*Activity*
From the first line to the last, return the data exactly, with no pictures.

==== Data for analysis ====

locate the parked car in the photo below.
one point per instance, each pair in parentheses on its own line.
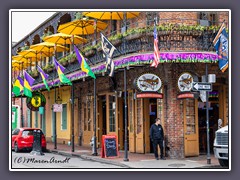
(22,139)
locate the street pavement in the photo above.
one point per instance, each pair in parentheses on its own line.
(139,161)
(25,160)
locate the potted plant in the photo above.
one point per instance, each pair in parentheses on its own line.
(134,33)
(116,39)
(63,61)
(89,51)
(72,58)
(25,47)
(34,73)
(48,33)
(48,68)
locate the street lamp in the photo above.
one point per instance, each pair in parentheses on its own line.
(58,100)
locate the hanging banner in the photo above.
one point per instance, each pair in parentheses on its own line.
(148,82)
(57,107)
(37,100)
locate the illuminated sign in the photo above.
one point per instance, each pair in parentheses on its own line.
(148,83)
(37,100)
(185,82)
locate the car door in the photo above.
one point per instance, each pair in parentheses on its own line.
(27,136)
(15,134)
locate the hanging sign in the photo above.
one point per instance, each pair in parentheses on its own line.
(37,100)
(185,82)
(148,83)
(188,95)
(57,107)
(150,95)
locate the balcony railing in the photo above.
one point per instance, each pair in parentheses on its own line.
(175,40)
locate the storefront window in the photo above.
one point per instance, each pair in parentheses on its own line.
(190,116)
(89,115)
(131,111)
(139,116)
(85,117)
(112,115)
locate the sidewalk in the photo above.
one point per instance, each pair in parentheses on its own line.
(136,160)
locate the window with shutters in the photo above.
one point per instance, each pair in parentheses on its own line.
(64,117)
(36,119)
(112,115)
(211,17)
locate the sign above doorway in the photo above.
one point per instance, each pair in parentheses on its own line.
(148,82)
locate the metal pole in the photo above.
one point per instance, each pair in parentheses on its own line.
(125,101)
(94,121)
(207,115)
(22,124)
(125,117)
(55,122)
(72,116)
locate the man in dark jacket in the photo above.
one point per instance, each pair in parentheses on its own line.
(157,137)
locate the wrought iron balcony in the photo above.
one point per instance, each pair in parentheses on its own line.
(175,41)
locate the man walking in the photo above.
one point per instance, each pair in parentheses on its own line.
(157,136)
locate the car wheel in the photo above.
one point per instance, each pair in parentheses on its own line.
(223,162)
(16,149)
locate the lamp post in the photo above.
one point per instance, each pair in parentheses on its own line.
(125,98)
(58,101)
(94,122)
(207,115)
(72,115)
(55,121)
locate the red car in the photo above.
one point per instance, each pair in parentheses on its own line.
(22,138)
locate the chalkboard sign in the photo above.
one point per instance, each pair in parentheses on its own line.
(109,146)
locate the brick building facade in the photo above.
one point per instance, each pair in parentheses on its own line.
(182,117)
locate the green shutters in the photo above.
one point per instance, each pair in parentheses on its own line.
(36,119)
(64,117)
(29,117)
(53,126)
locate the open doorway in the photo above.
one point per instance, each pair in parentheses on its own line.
(102,118)
(213,125)
(152,116)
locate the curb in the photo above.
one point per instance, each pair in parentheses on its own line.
(89,158)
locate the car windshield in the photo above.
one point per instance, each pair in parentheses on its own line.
(15,132)
(27,133)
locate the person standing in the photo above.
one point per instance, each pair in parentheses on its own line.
(157,137)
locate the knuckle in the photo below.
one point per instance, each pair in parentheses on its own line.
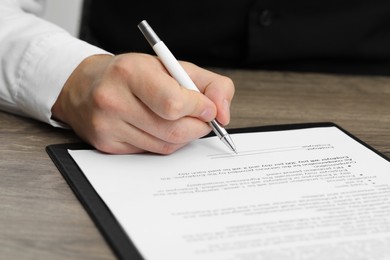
(176,134)
(167,148)
(172,108)
(227,82)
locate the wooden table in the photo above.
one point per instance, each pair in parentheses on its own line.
(40,218)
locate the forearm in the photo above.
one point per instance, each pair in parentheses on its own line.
(37,58)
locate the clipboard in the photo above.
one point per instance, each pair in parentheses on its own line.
(106,222)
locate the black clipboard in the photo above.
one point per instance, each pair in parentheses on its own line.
(111,230)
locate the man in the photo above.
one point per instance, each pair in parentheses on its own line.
(120,104)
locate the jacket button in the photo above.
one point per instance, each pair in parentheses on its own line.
(266,17)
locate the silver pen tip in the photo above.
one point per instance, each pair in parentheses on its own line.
(227,140)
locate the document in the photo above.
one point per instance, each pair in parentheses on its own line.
(313,193)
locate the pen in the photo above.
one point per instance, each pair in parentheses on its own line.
(179,74)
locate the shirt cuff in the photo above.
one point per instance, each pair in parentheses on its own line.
(46,66)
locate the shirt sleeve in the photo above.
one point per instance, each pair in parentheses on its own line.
(36,58)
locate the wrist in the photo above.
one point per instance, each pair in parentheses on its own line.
(77,85)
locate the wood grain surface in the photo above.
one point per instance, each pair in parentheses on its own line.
(40,218)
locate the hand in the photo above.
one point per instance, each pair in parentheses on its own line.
(130,104)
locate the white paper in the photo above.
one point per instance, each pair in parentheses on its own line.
(299,194)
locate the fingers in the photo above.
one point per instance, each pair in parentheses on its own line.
(164,96)
(130,104)
(219,89)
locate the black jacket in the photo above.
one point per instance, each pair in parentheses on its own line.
(347,36)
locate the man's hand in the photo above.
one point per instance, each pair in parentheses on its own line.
(130,104)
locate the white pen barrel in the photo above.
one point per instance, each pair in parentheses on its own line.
(173,66)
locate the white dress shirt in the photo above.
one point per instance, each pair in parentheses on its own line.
(36,59)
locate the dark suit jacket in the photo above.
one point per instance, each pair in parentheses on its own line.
(347,36)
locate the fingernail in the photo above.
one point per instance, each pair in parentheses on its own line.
(207,114)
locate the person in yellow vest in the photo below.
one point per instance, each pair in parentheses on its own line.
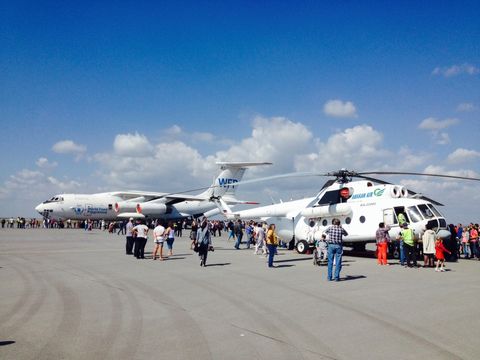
(408,237)
(272,243)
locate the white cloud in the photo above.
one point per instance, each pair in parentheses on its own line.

====

*Output for this exercise*
locate the parked car in the photo below.
one point per instance, each pair in parentheses on its own line.
(22,139)
locate the street pavement in the photo above.
one point per instance, each pair in parentheses on its own line.
(139,161)
(25,160)
locate the potted plant in the photo above.
one point per instance, each pair in parentheses on its own line.
(134,33)
(116,39)
(63,61)
(89,51)
(72,58)
(25,47)
(34,73)
(48,33)
(48,68)
locate the street lamp in the photo above.
one point per instance, each pair in parentheses on its own line.
(58,100)
locate the hanging banner in the photo above.
one point per instance, each pair in parentheses on its own line.
(148,82)
(57,107)
(37,100)
locate the illuminated sign in the photo above.
one point per instance, each pair in parentheses on its own line.
(148,83)
(37,100)
(185,82)
locate the car door in the photo above.
one point per instance, each pair in parentheses on its own line.
(27,136)
(15,134)
locate the hanging sign in the photo above.
one point per instance, each pair in parentheses on its own line.
(37,100)
(185,82)
(148,83)
(188,95)
(57,107)
(150,95)
locate the balcony railing in the photo above.
one point per instance, each pair in parentheses on its own line.
(175,40)
locate the storefront window in the photo above.
one point per instance, each pair in parentheses on its own line.
(190,116)
(89,115)
(131,111)
(139,116)
(85,117)
(112,115)
locate the sidewalk in the photo above.
one point per instance, each pair in parentheses on its own line.
(136,160)
locate the window with shutters in the photo above.
one point per instance, each pair in parentheses on its own line.
(64,117)
(36,119)
(112,115)
(211,17)
locate the sign above doorway in the photo above.
one point per instance, each pair in parentheses on its own line.
(148,82)
locate the metal pole in the photo above.
one point per instance, each pair in parentheses on its own line.
(125,101)
(94,121)
(207,115)
(22,124)
(125,117)
(55,122)
(72,116)
locate the man in dark jacket in the photo above.
one point per instance, each pair in parentheses on its own line.
(157,137)
locate the wrought iron balcony in the photo above.
one point per instance, each pair in parentheses on its own line.
(175,41)
locate the man walking in the photo above.
one point per instance, each pair in parentheses on its own line.
(157,136)
locate the car wheel in the photo above.
one point per instance, each pair in parentheses on its own line.
(223,162)
(16,149)
locate the lamp post in the photo above.
one point per instance, each pair in parentheses on its own line.
(125,98)
(58,101)
(94,122)
(207,115)
(72,115)
(55,121)
locate the red car in the photo above.
one point per instance, each pair in parentheses on its own line.
(22,138)
locate the chalkboard sign in the photo above.
one point per instance, each pair in parentheses on its own line.
(109,146)
locate the brick building facade in the photo above.
one point per instance, each pair in parentheses on its own line.
(182,117)
locate the green shutters in the photo above.
one point per instance, each pair in parentheses on its own line.
(36,119)
(64,117)
(29,117)
(53,126)
locate the open doorway in the photo above.
one point per instance, each pair in parentheses on its own line.
(102,118)
(213,125)
(152,116)
locate the curb in the photo above.
one point per instance, each pair in parentheses on its own line.
(89,158)
locate the car windshield in the photo above.
one point per instance, each pair in parentheses on its own line.
(15,132)
(27,133)
locate the person standing in the photo above.
one point per instance, each pair in parentheses on its own line.
(157,137)
locate the knuckle in the photo below.
one point per instance, each pair in parentheses on its own line.
(176,134)
(167,148)
(172,108)
(227,82)
locate the wooden table in the photo above.
one point per instance, each pair in parentheses on its own line.
(40,218)
locate the forearm in the photo above.
one point per instance, each pair in parentheses on its own line.
(37,58)
locate the clipboard in the photo above.
one point per instance, each pair in parentheses on its own line.
(106,222)
locate the black clipboard in the photo above.
one point per instance, each pair in parentheses on its own line.
(111,230)
locate the man in the photo above.
one point per instance, each pair in parentheses on its own line.
(120,104)
locate the jacket button in the photo above.
one point per instance, each pair in parentheses on its own line.
(266,17)
locate the silver pen tip in the photo above.
one point per instance, each pair in parentheses on its own line.
(227,140)
locate the document in the photo above.
one point per instance, each pair in parentheses on its own line.
(313,193)
locate the pen in the photo above.
one point per instance, each pair in parentheses on its own line.
(179,74)
locate the shirt cuff in the photo above.
one point per instance, each pair in parentheses on its own line.
(46,66)
locate the shirt sleeve in the photo above.
one point per instance, each pair in parentheses on its own line.
(36,58)
locate the wrist in the photo above.
one point per instance, each pair in parentheses on its own line.
(77,85)
locate the wood grain surface in the photo above.
one point per instance, each pair in parentheses on its own line.
(40,218)
locate the hand in the photo above.
one point per instance, each pair in parentheses on its own line.
(130,104)
locate the white paper in the photo above.
one point per instance, each pair in parentheses on its own line.
(299,194)
locate the fingers in the photo above.
one point per instance, each pair in parentheses on its own line.
(164,96)
(130,104)
(219,89)
locate the black jacket in the photo above.
one point per instance, each pair in parentheses on its own line.
(347,36)
locate the man's hand in the photo above.
one point per instance, each pair in parentheses on its own line.
(130,104)
locate the white pen barrel in the photo above.
one point per instance, each pair in parentheses on its own line.
(173,66)
locate the white dress shirt in the photo above.
one point per instance, each pair in parentheses on its own line.
(36,59)
locate the dark suit jacket in the photo above.
one point per instance, each pair in parentheses on its own line.
(347,36)
locate the fingernail in the photo above.
one point per instance, each pair in parentheses on its own line.
(207,114)
locate the person in yellow vest in the photo below.
one point per instance, each pair in parentheses on its own line.
(408,237)
(272,243)
locate the white cloud in the photo above.
one point per instance, each pair in parentheses on its own line.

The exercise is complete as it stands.